_Exercise brief_:
Search the entries below for the line containing "Can you see the antelope ear?"; from there to the end, return every line exactly and add nothing.

_Input data_:
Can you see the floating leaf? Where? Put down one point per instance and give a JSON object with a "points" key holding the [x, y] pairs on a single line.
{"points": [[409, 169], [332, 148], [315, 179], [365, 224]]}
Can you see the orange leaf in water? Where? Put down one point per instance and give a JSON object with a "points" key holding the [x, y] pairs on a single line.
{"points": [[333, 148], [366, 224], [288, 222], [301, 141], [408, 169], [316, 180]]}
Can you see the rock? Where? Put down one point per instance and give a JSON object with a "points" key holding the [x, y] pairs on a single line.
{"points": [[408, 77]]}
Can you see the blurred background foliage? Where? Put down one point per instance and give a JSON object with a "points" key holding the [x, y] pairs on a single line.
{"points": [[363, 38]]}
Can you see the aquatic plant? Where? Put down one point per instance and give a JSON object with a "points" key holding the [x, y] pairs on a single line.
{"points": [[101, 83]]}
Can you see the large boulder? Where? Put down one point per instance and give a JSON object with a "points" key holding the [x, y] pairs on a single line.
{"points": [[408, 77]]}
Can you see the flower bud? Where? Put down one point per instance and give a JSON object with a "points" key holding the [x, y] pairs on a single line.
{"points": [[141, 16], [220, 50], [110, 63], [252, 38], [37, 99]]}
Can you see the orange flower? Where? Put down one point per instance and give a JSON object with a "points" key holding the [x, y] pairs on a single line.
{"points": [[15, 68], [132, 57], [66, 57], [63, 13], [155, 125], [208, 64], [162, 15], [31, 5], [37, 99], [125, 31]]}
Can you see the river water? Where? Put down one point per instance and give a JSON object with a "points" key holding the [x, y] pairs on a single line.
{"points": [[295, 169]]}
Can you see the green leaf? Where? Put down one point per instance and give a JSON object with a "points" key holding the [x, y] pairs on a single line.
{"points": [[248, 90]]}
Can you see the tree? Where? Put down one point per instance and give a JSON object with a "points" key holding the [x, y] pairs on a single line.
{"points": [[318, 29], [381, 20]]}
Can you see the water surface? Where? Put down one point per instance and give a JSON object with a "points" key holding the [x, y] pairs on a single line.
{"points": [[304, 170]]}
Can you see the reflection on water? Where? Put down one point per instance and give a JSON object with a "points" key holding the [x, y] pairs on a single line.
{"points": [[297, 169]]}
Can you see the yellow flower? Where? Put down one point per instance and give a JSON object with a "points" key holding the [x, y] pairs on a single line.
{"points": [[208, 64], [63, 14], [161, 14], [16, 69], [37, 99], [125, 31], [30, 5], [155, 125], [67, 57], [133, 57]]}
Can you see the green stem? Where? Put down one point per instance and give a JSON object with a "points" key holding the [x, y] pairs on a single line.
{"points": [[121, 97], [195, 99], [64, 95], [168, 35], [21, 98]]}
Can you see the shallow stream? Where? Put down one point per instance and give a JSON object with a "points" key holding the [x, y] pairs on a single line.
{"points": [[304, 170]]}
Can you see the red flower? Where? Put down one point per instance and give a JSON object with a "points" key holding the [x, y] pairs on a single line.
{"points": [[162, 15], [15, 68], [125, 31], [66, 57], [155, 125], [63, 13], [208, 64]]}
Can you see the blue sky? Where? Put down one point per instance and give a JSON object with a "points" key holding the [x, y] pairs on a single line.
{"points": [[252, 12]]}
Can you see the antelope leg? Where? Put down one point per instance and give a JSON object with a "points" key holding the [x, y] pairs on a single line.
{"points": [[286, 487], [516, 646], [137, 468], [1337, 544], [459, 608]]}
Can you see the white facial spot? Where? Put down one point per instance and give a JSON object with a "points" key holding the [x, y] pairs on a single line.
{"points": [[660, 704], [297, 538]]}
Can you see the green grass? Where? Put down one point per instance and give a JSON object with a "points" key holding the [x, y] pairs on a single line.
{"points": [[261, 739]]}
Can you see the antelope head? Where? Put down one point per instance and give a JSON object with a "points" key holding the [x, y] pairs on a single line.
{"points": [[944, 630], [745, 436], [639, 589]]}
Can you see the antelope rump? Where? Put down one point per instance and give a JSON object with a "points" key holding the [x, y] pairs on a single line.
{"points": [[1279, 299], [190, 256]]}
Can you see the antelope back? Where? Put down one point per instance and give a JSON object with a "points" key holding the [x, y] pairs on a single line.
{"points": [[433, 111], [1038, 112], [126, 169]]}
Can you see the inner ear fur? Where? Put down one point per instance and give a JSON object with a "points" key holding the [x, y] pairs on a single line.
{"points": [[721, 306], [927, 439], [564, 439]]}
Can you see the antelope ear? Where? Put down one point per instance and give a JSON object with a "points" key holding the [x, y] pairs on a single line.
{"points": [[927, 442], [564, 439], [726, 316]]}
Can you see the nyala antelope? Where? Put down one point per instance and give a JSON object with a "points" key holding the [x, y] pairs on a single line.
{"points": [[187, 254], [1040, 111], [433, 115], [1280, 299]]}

_Solution_:
Can you see the antelope ear? Where? Put down one point per instance and give a JSON object with a "points" key holding the [x, y] pairs on a single line.
{"points": [[927, 442], [564, 439], [726, 316]]}
Can you see the nyala antelope? Where? Put down one point per instance and give a JSON object with a "points" key holding the [x, y] pairs on a single line.
{"points": [[187, 254], [1040, 111], [433, 115], [1280, 299]]}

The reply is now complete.